How many lines of the records below contain the string "tower"? Reply with the number only.

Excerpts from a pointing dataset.
* Begin *

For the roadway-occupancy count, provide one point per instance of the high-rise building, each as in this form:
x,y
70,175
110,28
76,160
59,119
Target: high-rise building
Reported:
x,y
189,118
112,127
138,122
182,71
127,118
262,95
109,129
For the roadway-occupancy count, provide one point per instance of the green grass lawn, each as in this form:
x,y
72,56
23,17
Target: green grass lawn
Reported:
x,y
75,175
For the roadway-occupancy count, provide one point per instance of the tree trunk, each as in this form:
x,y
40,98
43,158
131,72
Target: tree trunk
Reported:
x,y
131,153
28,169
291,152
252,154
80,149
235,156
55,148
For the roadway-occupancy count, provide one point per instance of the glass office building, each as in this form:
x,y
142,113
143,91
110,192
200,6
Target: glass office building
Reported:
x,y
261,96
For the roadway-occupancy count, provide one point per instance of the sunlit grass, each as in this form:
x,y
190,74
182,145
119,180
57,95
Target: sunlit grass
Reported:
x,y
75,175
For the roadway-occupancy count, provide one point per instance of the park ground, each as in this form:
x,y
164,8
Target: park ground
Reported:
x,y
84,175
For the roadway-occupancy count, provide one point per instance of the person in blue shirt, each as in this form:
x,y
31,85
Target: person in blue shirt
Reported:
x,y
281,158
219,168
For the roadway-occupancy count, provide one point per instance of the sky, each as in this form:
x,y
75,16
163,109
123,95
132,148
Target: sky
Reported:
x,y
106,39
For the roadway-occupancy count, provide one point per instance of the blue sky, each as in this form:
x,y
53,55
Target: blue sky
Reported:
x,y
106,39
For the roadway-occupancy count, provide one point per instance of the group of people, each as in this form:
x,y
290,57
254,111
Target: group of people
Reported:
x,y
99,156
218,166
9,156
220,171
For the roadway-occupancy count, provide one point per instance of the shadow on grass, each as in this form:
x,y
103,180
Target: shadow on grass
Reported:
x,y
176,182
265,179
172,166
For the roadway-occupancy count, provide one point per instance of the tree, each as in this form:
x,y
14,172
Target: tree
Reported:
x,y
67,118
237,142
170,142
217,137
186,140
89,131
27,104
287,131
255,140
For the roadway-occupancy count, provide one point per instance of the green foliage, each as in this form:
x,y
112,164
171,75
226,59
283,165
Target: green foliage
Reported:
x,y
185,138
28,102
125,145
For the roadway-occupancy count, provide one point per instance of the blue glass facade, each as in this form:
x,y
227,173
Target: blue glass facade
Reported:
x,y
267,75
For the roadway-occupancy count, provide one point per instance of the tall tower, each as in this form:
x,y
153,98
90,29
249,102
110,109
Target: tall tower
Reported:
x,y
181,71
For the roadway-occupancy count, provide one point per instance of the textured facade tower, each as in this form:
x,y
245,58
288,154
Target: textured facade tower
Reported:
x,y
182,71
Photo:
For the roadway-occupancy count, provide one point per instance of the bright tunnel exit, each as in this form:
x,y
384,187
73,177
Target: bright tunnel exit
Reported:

* End *
* Begin *

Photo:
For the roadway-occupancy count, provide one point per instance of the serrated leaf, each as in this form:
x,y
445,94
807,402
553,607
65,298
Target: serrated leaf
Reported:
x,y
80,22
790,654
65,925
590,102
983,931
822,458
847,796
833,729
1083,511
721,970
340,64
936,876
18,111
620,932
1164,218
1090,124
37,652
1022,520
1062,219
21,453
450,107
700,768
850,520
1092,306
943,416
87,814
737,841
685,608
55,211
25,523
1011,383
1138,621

* End *

Problem solution. 4